▸ Excerpted passage:

++++++++++

He was appalled by the many conspicuous signs of foreign military and economic domination in Isma'iliyya: the British military camps, the public utilities owned by foreign interests, and the luxurious residences of the foreign employees of the Suez Canal Company, next to the squalid dwellings of the Egyptian workers.
He endeavored to bring about the changes he hoped for through institution-building, relentless activism at the grassroots level, and a reliance on mass communication. He proceeded to build a complex mass movement that featured sophisticated governance structures; sections in charge of furthering the society's values among peasants, workers, and professionals; units entrusted with key functions, including propagation of the message, liaison with the Islamic world, and press and translation; and specialized committees for finances and legal affairs.

++++++++++

▸ Work instruction 1: According to the passage on Isma'iliyya, which foreign-owned public services did he see there?
▸ Work instruction 2: Rewrite the paragraph of the passage on Isma'iliyya that begins "He endeavored to bring about" as a short bulleted list, keeping its main facts.
▸ Work instruction 3: Pick up the passage on Isma'iliyya after its last sentence and continue it.

▸ Data:
++++++++++

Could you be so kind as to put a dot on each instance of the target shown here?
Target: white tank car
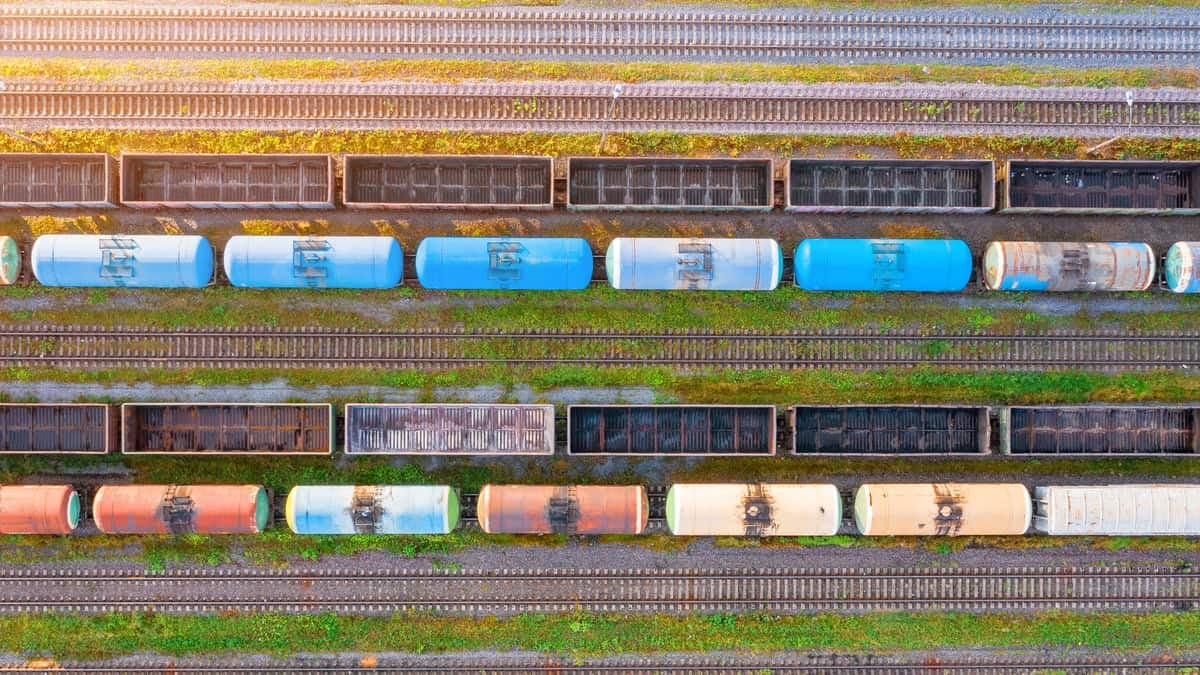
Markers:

++++++++++

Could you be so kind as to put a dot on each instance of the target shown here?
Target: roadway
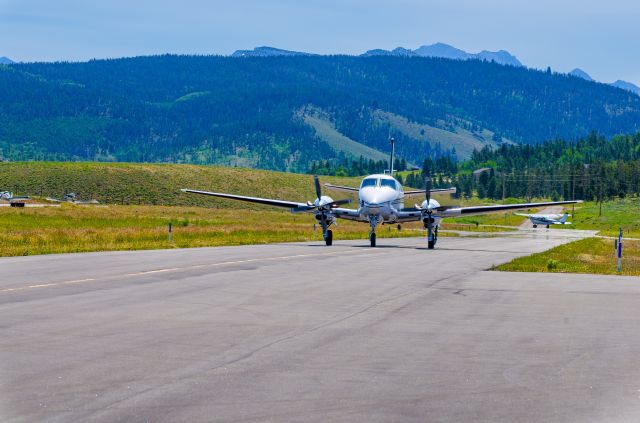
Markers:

++++++++++

▸ Response box 1: Public utilities owned by foreign interests.

▸ Response box 2:
- Means of change: institution-building, relentless grassroots activism, and reliance on mass communication.
- Built a complex mass movement with sophisticated governance structures.
- Sections furthered the society's values among peasants, workers, and professionals.
- Units handled propagation of the message, liaison with the Islamic world, and press and translation.
- Specialized committees handled finances and legal affairs.

▸ Response box 3:
In anchoring this organization into Egyptian society, Al-Banna relied on pre-existing social networks; in particular those built around mosques, Islamic welfare associations, and neighborhood groups. This weaving of traditional ties into a distinctively modern structure was at the root of his success. Directly attached to the brotherhood, and feeding its expansion, were numerous businesses, clinics, and schools. In addition, members were affiliated to the movement through a series of cells, revealingly called usar (families. singular: usrah). The materials, social and psychological support thus provided were instrumental to the movement's ability to generate enormous loyalty among its members and to attract new recruits. The services and organizational structure around which the society was built were intended to enable individuals to reintegrate into a distinctly Islamic setting, shaped by the society's own principles. Rooted in Islam, Al-Banna's message tackled issues including colonialism, public health, educational policy, natural resources management, Marxism, social inequalities, Arab nationalism, the weakness of the Islamic world on the international scene, and the growing conflict in Palestine. By emphasizing concerns that appealed to a variety of constituencies, Al-Banna was able to recruit from among a cross-section of Egyptian society — though modern-educated civil servants, office employees, and professionals remained dominant among the organization's activists and decision makers.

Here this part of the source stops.